▶ [WRITTEN REQUEST] Rewrite the listing from the line containing "point: metal frame" through the end of the listing, swapping "metal frame" for "steel frame" and leaving everything else unchanged.

Dataset records on object locations:
* * * * * * * * *

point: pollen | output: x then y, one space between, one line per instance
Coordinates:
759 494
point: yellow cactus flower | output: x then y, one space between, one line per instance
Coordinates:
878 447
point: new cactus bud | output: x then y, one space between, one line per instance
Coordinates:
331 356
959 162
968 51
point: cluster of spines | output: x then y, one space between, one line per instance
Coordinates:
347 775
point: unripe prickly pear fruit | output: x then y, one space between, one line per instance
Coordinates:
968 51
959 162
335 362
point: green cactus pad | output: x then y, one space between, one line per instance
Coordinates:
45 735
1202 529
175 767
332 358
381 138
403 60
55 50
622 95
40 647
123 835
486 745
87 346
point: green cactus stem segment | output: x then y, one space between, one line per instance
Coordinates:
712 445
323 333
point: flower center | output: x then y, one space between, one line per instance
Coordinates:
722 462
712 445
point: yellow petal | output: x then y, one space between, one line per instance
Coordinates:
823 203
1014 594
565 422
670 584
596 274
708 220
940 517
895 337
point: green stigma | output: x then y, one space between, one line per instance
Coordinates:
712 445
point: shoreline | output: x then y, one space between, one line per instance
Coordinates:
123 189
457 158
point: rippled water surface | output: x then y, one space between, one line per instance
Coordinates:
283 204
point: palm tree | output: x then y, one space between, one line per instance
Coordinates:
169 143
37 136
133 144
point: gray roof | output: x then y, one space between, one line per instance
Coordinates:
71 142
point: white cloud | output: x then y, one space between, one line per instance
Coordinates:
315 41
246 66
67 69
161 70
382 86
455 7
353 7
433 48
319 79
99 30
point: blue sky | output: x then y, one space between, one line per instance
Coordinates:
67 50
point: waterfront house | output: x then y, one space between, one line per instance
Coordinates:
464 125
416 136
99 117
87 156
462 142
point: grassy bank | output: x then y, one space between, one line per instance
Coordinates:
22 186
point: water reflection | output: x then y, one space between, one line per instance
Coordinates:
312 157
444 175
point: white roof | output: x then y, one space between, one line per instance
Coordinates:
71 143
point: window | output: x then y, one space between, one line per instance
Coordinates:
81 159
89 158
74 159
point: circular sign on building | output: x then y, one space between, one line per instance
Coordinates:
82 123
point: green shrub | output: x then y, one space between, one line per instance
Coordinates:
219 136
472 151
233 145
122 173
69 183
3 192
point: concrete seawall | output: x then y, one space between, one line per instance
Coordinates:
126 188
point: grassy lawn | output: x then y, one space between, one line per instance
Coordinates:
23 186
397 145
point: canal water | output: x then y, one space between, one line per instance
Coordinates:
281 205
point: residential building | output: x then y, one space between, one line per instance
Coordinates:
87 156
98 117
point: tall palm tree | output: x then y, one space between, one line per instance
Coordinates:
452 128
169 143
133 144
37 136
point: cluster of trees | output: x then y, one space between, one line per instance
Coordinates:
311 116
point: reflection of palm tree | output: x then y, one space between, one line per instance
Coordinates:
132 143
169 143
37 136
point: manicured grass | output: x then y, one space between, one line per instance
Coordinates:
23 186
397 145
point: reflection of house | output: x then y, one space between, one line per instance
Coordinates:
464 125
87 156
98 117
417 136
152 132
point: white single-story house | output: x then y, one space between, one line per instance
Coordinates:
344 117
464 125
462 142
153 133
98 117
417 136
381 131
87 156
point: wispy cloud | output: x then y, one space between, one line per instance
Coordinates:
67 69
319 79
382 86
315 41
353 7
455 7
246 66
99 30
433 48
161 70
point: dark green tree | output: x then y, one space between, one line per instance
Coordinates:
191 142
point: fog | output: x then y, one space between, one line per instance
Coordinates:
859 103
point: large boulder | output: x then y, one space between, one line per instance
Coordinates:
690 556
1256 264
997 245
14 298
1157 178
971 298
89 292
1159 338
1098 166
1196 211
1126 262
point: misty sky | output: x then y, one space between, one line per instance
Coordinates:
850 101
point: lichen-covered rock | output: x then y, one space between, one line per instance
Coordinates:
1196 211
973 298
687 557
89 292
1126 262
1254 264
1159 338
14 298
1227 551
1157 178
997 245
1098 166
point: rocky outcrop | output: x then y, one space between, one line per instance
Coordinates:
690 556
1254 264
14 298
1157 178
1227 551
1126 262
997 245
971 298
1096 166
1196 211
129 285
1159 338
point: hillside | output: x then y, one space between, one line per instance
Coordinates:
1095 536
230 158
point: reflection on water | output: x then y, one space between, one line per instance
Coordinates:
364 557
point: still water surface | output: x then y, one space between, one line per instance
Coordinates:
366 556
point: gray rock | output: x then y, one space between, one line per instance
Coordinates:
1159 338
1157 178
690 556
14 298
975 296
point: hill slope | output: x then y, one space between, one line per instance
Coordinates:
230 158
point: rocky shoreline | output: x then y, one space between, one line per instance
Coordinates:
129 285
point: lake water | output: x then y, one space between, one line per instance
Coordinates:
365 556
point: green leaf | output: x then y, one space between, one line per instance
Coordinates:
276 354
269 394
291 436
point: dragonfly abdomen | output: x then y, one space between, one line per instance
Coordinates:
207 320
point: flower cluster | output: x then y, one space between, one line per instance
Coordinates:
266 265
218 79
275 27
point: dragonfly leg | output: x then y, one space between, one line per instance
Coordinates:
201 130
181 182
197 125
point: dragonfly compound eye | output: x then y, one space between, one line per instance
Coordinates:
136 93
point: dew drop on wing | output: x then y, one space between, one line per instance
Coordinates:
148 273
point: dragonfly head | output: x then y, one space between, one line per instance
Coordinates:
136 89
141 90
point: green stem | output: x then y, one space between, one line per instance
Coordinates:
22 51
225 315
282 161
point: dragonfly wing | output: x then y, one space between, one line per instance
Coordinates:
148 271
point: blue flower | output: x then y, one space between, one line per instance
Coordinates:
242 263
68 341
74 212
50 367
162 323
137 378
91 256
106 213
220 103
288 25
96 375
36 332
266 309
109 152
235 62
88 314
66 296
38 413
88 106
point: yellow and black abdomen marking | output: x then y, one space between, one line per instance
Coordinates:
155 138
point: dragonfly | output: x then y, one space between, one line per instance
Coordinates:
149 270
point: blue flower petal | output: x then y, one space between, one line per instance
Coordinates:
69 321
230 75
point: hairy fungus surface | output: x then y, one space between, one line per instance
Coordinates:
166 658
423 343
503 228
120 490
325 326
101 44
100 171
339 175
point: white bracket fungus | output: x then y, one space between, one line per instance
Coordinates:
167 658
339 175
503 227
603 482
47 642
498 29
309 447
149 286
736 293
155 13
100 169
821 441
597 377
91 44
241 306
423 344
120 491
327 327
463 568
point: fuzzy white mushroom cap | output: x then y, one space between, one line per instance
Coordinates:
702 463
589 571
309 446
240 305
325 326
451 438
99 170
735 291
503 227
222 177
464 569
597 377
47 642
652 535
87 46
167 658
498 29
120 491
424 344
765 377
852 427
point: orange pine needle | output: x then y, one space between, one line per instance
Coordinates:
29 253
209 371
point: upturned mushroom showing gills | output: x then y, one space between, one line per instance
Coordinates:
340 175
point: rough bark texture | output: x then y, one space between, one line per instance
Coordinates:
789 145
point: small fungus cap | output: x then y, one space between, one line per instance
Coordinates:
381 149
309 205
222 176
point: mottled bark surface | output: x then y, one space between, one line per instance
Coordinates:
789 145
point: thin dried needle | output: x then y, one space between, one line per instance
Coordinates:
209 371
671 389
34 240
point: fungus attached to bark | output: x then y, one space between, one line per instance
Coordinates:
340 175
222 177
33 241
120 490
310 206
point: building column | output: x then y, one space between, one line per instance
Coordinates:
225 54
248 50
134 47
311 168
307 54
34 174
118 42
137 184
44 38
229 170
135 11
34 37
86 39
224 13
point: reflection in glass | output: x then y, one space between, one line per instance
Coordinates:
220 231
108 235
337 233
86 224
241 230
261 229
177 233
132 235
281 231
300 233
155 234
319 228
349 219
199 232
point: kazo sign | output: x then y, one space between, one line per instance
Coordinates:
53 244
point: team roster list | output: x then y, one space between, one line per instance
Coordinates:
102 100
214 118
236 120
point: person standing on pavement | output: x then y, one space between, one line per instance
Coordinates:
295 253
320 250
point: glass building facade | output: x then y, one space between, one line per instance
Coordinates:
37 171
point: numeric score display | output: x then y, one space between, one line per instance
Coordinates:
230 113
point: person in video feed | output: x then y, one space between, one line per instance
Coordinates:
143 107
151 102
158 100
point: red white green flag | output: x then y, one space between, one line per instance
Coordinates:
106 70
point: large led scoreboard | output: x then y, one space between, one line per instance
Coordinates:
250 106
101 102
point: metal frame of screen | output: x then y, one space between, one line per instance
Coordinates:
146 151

* * * * * * * * *

▶ [THE OUTPUT]
point: steel frame of screen | output: x then y, one space between, one line per instance
Coordinates:
146 151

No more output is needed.